A portion of a data file
----
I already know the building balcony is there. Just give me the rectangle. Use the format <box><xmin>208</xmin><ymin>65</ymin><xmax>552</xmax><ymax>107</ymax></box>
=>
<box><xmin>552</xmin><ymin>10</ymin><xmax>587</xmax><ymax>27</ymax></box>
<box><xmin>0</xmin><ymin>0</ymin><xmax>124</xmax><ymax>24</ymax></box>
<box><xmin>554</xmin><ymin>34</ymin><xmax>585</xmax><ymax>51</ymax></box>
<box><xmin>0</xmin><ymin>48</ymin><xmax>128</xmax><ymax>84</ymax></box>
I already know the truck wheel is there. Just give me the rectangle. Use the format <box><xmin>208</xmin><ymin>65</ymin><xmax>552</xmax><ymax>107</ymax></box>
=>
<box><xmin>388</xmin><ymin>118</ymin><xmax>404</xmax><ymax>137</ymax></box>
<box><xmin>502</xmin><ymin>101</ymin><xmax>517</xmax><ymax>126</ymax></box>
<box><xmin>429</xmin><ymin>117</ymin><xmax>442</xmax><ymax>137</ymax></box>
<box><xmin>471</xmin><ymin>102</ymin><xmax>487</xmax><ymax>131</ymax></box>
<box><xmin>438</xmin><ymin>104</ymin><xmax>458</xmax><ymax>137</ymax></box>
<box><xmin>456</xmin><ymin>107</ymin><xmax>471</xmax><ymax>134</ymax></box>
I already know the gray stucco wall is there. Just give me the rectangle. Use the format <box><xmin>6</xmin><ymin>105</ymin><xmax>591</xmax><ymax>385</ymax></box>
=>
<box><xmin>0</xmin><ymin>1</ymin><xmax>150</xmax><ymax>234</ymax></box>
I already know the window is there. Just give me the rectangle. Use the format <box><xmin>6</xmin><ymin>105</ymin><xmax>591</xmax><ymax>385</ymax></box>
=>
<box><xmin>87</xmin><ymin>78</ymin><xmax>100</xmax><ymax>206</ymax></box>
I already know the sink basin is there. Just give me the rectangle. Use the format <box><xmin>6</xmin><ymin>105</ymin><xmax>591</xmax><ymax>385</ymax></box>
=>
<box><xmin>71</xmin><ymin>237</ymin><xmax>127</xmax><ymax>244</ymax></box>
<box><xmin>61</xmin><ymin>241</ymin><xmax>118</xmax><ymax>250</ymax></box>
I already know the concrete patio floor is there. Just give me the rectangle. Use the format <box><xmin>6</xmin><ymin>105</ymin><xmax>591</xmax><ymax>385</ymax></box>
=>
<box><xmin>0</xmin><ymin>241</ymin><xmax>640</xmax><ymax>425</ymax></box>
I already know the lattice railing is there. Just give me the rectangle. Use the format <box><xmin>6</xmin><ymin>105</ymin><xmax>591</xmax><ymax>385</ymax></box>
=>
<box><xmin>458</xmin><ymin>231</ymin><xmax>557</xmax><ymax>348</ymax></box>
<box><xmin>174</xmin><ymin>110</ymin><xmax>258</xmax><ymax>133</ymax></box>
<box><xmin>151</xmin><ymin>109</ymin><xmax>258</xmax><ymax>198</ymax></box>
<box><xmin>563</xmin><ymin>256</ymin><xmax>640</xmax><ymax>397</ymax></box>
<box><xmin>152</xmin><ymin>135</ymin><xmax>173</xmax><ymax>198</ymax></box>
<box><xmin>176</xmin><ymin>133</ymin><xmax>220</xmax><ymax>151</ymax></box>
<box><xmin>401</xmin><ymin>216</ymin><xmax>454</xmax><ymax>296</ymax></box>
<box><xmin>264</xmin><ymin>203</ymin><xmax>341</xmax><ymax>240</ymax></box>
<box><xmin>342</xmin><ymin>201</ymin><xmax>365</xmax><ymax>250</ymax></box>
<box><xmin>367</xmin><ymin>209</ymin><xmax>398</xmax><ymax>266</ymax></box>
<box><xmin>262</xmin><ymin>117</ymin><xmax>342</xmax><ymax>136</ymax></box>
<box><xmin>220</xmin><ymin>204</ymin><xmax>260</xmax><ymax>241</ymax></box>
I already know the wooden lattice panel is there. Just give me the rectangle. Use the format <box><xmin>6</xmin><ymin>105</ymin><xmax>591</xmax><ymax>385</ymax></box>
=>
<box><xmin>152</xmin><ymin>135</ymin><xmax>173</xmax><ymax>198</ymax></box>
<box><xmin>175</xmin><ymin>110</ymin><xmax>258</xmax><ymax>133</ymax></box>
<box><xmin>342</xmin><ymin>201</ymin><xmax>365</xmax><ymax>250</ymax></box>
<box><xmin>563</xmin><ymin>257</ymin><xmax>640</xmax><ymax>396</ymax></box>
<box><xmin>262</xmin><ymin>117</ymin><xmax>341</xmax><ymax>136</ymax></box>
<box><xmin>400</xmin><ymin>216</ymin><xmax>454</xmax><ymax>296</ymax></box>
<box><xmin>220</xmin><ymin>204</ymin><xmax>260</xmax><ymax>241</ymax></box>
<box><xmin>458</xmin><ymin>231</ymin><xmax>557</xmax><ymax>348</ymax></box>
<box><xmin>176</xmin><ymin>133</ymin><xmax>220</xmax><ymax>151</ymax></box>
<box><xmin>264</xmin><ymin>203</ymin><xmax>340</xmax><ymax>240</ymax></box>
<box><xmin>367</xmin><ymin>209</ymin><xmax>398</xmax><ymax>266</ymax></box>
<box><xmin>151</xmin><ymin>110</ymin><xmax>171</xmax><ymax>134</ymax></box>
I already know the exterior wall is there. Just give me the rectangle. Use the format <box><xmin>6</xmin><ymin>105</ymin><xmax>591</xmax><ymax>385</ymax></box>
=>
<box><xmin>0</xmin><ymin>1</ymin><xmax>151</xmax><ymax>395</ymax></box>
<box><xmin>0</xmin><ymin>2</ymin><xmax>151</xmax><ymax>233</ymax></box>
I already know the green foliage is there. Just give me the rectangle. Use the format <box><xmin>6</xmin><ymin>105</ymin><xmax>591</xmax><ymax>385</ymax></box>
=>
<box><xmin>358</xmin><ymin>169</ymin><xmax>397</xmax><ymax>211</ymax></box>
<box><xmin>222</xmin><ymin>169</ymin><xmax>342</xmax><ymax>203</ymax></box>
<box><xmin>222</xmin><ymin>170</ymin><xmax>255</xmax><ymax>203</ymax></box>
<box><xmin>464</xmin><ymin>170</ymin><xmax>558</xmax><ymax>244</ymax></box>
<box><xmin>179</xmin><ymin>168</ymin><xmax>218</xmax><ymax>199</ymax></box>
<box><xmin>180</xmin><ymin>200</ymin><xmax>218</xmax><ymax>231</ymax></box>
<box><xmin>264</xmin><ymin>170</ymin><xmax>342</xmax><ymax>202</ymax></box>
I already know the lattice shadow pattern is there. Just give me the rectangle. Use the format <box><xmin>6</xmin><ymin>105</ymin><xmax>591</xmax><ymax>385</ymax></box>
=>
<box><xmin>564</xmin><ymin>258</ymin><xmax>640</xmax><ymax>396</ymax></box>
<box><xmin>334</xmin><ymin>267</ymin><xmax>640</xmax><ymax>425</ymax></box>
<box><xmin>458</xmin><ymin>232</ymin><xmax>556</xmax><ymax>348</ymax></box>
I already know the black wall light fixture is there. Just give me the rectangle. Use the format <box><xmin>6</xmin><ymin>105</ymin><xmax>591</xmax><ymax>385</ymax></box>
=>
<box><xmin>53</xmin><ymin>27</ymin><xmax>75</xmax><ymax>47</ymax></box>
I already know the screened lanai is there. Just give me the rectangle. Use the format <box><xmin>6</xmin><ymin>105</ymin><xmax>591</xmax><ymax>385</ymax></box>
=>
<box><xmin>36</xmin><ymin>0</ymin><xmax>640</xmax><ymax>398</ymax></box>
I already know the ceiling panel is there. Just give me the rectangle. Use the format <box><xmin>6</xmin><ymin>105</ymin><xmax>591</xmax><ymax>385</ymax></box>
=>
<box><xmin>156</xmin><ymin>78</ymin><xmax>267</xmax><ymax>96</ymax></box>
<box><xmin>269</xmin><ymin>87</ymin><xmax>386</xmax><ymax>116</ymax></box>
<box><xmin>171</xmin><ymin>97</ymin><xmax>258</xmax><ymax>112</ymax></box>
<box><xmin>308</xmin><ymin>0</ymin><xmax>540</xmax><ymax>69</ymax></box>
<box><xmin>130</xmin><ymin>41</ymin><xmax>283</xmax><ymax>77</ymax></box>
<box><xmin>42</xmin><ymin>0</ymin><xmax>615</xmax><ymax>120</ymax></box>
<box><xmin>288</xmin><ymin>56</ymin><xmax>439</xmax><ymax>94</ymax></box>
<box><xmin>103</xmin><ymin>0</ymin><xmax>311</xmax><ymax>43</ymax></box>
----
| WHAT YOU WILL DO |
List every line in the items above that contains the word "panel".

| SOLUTION FOR THIS TASK |
I already know the wooden lattice panel is there. Just give me the rectangle. Use the format <box><xmin>6</xmin><ymin>105</ymin><xmax>591</xmax><ymax>385</ymax></box>
I already know the ceiling panel is there. Just give me the rectangle. Use the format <box><xmin>6</xmin><ymin>105</ymin><xmax>591</xmax><ymax>385</ymax></box>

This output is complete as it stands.